+++ Data shown
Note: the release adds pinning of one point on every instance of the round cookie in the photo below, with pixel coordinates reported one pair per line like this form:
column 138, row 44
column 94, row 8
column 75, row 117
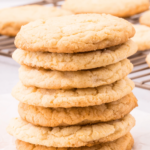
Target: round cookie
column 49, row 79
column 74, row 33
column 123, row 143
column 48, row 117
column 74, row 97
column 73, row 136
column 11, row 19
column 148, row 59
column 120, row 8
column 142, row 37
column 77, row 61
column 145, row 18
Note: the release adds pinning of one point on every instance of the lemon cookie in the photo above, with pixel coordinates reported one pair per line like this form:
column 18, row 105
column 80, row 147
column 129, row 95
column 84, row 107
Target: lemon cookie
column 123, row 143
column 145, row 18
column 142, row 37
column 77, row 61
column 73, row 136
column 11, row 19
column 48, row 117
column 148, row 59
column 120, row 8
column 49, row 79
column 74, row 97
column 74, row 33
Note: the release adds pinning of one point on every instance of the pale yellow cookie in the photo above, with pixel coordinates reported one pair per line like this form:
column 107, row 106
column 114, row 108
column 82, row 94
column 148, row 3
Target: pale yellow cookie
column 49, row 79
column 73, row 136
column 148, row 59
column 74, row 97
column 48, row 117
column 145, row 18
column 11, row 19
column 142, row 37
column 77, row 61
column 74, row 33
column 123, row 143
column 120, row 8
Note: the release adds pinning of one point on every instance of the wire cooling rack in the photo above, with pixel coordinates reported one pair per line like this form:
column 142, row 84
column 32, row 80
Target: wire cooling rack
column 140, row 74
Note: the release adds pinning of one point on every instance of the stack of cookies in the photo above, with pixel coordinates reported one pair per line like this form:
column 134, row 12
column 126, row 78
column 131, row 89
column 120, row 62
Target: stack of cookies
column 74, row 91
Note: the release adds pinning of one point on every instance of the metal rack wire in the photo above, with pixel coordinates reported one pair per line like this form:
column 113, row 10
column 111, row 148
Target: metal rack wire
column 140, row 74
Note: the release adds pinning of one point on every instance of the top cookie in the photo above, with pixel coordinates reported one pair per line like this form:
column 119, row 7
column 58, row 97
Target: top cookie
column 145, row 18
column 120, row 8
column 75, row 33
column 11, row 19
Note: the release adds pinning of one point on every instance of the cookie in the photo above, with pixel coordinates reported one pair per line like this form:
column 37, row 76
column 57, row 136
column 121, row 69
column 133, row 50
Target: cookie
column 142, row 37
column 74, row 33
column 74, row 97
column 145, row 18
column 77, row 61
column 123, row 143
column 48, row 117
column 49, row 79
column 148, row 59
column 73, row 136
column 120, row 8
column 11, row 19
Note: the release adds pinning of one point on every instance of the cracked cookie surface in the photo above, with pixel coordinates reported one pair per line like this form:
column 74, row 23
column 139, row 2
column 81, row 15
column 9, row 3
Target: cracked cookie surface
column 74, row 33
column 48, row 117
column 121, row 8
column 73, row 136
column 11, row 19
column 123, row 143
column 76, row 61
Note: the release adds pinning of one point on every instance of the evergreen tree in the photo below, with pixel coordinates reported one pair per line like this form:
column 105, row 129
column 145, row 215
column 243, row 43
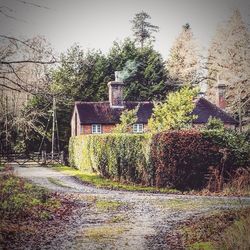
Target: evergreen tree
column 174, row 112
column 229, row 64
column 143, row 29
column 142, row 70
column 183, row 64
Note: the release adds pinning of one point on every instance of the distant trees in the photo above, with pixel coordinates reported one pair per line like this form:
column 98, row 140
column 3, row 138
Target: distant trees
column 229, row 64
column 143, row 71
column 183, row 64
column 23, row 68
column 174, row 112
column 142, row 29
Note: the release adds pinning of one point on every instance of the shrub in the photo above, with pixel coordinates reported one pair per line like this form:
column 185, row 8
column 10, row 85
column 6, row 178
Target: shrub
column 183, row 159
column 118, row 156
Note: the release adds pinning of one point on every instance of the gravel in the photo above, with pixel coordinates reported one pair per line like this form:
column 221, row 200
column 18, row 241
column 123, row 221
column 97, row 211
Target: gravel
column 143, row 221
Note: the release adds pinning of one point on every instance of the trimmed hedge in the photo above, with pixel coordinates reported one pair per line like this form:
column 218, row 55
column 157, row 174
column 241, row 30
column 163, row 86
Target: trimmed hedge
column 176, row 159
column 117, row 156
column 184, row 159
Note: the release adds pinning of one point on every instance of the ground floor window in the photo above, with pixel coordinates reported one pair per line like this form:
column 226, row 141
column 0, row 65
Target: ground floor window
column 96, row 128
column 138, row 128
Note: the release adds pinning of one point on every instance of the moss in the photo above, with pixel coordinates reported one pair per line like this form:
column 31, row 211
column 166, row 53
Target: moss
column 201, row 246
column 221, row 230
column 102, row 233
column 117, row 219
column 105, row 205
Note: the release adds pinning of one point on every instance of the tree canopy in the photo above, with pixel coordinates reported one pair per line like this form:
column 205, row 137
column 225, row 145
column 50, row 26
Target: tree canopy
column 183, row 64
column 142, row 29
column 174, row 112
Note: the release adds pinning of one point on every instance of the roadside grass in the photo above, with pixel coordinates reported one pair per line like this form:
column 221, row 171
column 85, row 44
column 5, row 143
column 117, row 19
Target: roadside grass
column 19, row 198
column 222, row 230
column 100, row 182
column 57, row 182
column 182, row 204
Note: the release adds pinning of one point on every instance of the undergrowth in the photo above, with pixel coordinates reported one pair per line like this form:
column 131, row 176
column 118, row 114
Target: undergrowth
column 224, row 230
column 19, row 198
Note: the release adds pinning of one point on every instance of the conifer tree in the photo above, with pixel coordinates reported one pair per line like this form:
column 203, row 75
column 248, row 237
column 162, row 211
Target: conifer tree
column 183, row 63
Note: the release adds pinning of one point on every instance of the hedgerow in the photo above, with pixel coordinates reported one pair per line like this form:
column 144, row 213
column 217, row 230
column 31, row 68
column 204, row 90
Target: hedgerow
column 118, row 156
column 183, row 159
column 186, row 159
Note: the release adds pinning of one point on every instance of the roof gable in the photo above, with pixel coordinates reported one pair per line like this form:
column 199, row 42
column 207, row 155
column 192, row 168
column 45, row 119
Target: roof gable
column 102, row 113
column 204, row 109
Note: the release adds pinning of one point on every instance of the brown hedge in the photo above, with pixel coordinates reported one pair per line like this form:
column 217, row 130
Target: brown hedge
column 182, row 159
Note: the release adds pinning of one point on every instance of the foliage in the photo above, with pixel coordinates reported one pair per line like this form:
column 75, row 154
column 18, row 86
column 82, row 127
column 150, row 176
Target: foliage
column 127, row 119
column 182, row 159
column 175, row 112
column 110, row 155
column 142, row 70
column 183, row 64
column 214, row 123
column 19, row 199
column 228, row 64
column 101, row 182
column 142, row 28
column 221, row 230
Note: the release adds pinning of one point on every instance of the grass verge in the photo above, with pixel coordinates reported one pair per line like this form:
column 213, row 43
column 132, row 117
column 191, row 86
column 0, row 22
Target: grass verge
++++++
## Instructions for the task:
Please return every line in the data that includes the string "below".

## Problem solution:
Note: the release adds pinning of one point on every instance of the round cookie in the photo below, with pixel coordinates reported one pair per line like this form:
Note: the release adds pinning of one point on every instance of the evergreen tree in the photo below, with pixel coordinates reported one pair per line like this form:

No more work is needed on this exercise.